Perintah Tugas a
Kutip persis bagian artikel tentang pemakaian AC di cuaca terik, mulai dari "Di dalam ruangan, situasinya" dan terus sampai "konsekuensi terhadap pemanasan global.".

Kutipan Terpilih
/---
SPOTLIGHT

Pelik Pemakaian AC di Cuaca Terik

Meningkatnya suhu menaikkan kebutuhan pendinginan. Hal ini memicu lingkaran setan penggunaan listrik dan emisi karbon yang bikin bumi semakin panas.

Ilustrasi : Edi Wahyono

Selasa, 7 Mei 2024

Hari-hari ini agaknya mustahil melalui siang bolong di Jakarta tanpa tiupan kipas angin atau AC. Atau bila sedang berada di tempat umum, ngadem di stasiun MRT atau toko modern berjejaring yang sudah tentu menginstal pendingin udara.

Suhu udara maksimum di Jakarta dalam sepekan terakhir 34,4 derajat Celsius. Meski ini tidak setinggi suhu di negara tetangga yang dilanda gelombang panas, seperti Thailand, yang suhu maksimumnya sempat mencapai 44,1 derajat Celsius, panas di Indonesia membakar kulit akibat minimnya tutupan awan dan tingginya indeks ultraviolet.

Di dalam ruangan, situasinya sama tak tertolongnya. Udara cenderung lebih kering karena Indonesia sedang berada di musim pancaroba dan segera memasuki musim kemarau. Menyalakan AC jadi pilihan tak terelakkan demi mendapatkan kenyamanan dan kesejukan, bahkan menurunkan ancaman kematian akibat heat stroke, meski punya konsekuensi terhadap pemanasan global.

“Sebetulnya, jika dikatakan menggunakan AC memicu gelombang panas, agak loncat logikanya. Yang benar adalah AC berkontribusi terhadap pemanasan global. Kemudian, pemanasan global menyebabkan fenomena gelombang panas lebih sering muncul dengan intensitas yang semakin kuat,” jelas profesor klimatologi dari Institut Pertanian Bogor, Rizaldi Boer, kepada detikX.
\---
Informasi yang Diberikan
/---
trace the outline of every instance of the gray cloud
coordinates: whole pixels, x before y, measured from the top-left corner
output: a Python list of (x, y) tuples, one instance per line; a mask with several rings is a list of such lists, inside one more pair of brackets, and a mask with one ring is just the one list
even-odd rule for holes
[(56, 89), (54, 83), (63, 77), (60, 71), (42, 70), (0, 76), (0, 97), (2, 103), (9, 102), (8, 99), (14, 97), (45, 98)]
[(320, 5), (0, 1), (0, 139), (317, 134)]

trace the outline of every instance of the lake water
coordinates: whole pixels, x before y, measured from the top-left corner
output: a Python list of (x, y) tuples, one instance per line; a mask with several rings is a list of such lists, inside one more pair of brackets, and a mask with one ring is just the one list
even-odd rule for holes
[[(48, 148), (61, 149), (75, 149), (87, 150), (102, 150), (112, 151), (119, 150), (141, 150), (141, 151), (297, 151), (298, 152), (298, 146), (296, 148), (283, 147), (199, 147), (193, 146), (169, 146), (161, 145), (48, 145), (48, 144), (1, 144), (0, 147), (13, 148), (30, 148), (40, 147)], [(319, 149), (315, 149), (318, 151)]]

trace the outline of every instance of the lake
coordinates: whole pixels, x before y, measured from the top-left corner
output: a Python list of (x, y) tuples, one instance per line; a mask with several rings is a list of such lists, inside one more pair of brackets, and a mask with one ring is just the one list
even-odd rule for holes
\---
Perintah Tugas b
Masukkan seluruh baris dari daftar yang terletak setelah artikel ke dalam list JSON berisi string, satu string untuk tiap baris, tanpa menyertakan baris kosong.

Hasil Tugas a
Di dalam ruangan, situasinya sama tak tertolongnya. Udara cenderung lebih kering karena Indonesia sedang berada di musim pancaroba dan segera memasuki musim kemarau. Menyalakan AC jadi pilihan tak terelakkan demi mendapatkan kenyamanan dan kesejukan, bahkan menurunkan ancaman kematian akibat heat stroke, meski punya konsekuensi terhadap pemanasan global.

Hasil Tugas b
[
  "trace the outline of every instance of the gray cloud",
  "coordinates: whole pixels, x before y, measured from the top-left corner",
  "output: a Python list of (x, y) tuples, one instance per line; a mask with several rings is a list of such lists, inside one more pair of brackets, and a mask with one ring is just the one list",
  "even-odd rule for holes",
  "[(56, 89), (54, 83), (63, 77), (60, 71), (42, 70), (0, 76), (0, 97), (2, 103), (9, 102), (8, 99), (14, 97), (45, 98)]",
  "[(320, 5), (0, 1), (0, 139), (317, 134)]",
  "trace the outline of every instance of the lake water",
  "coordinates: whole pixels, x before y, measured from the top-left corner",
  "output: a Python list of (x, y) tuples, one instance per line; a mask with several rings is a list of such lists, inside one more pair of brackets, and a mask with one ring is just the one list",
  "even-odd rule for holes",
  "[[(48, 148), (61, 149), (75, 149), (87, 150), (102, 150), (112, 151), (119, 150), (141, 150), (141, 151), (297, 151), (298, 152), (298, 146), (296, 148), (283, 147), (199, 147), (193, 146), (169, 146), (161, 145), (48, 145), (48, 144), (1, 144), (0, 147), (13, 148), (30, 148), (40, 147)], [(319, 149), (315, 149), (318, 151)]]",
  "trace the outline of every instance of the lake",
  "coordinates: whole pixels, x before y, measured from the top-left corner",
  "output: a Python list of (x, y) tuples, one instance per line; a mask with several rings is a list of such lists, inside one more pair of brackets, and a mask with one ring is just the one list",
  "even-odd rule for holes"
]